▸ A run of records

--------

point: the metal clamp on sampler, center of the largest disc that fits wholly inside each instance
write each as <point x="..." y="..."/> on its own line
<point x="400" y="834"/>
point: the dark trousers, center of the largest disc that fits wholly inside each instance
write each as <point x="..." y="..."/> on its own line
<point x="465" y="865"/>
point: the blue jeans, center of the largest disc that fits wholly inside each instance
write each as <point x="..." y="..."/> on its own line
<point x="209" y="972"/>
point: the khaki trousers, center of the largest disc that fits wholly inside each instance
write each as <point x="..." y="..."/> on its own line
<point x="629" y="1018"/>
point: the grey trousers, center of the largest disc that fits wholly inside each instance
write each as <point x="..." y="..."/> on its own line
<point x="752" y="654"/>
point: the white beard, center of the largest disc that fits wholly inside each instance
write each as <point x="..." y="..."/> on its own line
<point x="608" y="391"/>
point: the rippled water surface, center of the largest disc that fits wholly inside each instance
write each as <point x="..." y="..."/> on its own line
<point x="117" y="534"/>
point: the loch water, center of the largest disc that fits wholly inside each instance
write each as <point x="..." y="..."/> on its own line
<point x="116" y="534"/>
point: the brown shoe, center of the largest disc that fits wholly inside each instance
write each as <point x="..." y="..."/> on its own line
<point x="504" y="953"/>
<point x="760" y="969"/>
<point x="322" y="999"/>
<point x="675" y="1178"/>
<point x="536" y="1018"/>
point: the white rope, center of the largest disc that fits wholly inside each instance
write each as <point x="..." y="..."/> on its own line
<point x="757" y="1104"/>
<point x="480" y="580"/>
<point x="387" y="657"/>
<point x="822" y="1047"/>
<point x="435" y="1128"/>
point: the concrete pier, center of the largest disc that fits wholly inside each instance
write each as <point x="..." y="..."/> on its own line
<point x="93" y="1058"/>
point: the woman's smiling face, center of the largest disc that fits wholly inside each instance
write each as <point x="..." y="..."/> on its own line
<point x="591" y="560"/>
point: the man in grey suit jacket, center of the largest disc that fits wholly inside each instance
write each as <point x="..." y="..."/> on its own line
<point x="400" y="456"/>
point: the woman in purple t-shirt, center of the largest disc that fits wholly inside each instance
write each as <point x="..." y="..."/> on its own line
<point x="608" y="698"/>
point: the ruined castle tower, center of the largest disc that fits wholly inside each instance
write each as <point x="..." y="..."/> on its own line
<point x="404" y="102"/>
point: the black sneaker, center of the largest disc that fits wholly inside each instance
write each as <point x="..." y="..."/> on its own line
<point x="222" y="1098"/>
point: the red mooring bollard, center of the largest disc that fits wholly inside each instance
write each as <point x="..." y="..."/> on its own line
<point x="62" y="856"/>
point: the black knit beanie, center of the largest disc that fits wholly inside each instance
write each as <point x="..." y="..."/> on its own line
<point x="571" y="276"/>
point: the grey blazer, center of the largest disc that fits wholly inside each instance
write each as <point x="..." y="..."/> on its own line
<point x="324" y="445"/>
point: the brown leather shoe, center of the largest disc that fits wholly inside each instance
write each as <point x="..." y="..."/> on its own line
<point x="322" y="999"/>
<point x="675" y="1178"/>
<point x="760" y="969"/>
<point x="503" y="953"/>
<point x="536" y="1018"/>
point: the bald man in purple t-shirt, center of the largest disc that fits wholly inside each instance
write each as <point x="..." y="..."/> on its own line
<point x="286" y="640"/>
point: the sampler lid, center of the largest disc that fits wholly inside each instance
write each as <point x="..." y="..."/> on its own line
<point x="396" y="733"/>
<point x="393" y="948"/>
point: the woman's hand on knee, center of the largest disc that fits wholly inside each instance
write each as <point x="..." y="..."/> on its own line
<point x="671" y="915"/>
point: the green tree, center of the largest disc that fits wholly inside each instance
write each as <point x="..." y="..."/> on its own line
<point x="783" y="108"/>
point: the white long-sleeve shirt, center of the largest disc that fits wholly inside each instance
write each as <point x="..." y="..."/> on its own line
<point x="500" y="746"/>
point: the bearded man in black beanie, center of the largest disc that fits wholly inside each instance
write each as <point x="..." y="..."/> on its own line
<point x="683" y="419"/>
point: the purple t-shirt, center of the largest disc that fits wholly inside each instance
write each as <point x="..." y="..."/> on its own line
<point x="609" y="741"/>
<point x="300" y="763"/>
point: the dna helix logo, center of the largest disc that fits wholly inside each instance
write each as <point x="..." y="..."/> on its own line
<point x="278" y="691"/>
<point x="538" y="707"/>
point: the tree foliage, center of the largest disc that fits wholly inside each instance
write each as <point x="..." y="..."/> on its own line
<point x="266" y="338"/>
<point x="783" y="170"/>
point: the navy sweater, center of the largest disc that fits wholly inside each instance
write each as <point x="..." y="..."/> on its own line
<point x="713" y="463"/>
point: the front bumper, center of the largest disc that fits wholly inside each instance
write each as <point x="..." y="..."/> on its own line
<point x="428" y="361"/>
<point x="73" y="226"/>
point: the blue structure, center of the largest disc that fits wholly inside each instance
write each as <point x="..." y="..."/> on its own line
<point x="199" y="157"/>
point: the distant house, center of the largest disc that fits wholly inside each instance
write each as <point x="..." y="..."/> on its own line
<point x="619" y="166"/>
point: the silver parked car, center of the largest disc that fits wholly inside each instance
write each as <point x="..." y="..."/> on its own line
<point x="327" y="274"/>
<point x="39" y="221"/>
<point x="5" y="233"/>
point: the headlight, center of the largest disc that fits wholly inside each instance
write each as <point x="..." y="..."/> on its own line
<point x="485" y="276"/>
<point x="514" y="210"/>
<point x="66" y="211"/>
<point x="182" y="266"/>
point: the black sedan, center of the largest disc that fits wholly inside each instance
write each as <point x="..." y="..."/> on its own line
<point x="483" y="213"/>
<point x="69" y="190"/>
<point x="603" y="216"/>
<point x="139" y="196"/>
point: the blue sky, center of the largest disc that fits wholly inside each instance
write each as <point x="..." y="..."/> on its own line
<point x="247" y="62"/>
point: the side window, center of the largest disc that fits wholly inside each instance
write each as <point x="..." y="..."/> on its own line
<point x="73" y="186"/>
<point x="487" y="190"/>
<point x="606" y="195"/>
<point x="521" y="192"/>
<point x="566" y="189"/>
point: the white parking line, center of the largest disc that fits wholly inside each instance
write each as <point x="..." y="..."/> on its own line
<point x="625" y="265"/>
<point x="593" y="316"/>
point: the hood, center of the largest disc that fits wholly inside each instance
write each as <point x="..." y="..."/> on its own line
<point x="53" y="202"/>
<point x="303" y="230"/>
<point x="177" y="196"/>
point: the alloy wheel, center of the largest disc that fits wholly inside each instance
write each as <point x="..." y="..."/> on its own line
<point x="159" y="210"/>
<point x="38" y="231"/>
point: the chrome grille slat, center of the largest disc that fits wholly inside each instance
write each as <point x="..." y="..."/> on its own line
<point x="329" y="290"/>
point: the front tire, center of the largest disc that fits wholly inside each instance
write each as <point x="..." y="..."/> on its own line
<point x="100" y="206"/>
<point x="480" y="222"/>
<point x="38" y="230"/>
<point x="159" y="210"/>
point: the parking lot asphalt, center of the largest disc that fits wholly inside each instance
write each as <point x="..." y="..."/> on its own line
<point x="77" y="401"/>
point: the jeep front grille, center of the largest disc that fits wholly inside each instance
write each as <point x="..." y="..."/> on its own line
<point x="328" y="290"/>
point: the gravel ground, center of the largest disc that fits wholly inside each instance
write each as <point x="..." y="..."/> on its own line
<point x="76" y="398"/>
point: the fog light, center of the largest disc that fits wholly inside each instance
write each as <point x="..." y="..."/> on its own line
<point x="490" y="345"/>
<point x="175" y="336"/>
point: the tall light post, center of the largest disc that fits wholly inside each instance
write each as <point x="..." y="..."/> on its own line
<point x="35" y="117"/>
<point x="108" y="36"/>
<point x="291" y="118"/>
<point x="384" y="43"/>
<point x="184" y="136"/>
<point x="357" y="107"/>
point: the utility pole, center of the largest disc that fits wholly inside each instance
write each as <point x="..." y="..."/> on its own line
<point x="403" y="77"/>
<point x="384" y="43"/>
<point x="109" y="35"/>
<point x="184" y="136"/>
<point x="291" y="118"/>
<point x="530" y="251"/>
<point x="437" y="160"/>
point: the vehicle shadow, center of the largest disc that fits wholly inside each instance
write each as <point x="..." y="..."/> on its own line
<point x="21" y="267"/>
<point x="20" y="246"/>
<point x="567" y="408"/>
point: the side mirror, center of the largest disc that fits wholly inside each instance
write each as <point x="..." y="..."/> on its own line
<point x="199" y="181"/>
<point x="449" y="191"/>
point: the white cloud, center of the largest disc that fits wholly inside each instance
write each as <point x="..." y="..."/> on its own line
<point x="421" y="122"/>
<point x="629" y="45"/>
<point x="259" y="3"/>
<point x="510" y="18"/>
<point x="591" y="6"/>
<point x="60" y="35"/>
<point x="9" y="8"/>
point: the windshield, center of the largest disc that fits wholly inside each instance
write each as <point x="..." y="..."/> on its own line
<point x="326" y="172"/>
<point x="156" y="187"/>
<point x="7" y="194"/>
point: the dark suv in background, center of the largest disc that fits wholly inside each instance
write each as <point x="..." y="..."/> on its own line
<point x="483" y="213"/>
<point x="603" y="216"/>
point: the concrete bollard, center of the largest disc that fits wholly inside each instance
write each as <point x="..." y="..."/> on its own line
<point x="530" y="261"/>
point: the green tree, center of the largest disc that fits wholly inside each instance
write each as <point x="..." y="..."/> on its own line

--------

▸ WRITTEN EXERCISE
Take the line with "point: the side mirror, center" and all lines after it through the end of the records, and write them out exactly; include nothing else.

▸ EXERCISE RESPONSE
point: the side mirror, center of the largest disc that fits wholly inside each instance
write each as <point x="..." y="..."/> on its own line
<point x="199" y="181"/>
<point x="449" y="191"/>
point: the white cloud, center of the largest disc that fits wholly inside each instance
write each as <point x="..." y="..."/> on its own line
<point x="421" y="122"/>
<point x="629" y="45"/>
<point x="259" y="3"/>
<point x="510" y="18"/>
<point x="591" y="6"/>
<point x="60" y="35"/>
<point x="9" y="8"/>
point: the windshield, center of the largest disc that fits wholly inside each instance
write each as <point x="..." y="..."/> on its own line
<point x="326" y="172"/>
<point x="156" y="187"/>
<point x="7" y="194"/>
point: the dark suv in background, center of the largest disc that fits wholly inside each instance
write each as <point x="..." y="..."/> on its own line
<point x="483" y="213"/>
<point x="603" y="216"/>
point: the concrete bollard, center of the largest disc that fits wholly inside each instance
write each as <point x="..." y="..."/> on its own line
<point x="530" y="261"/>
point: the green tree, center of the largest disc that fits wholly inside each instance
write each as <point x="..." y="..."/> on its own line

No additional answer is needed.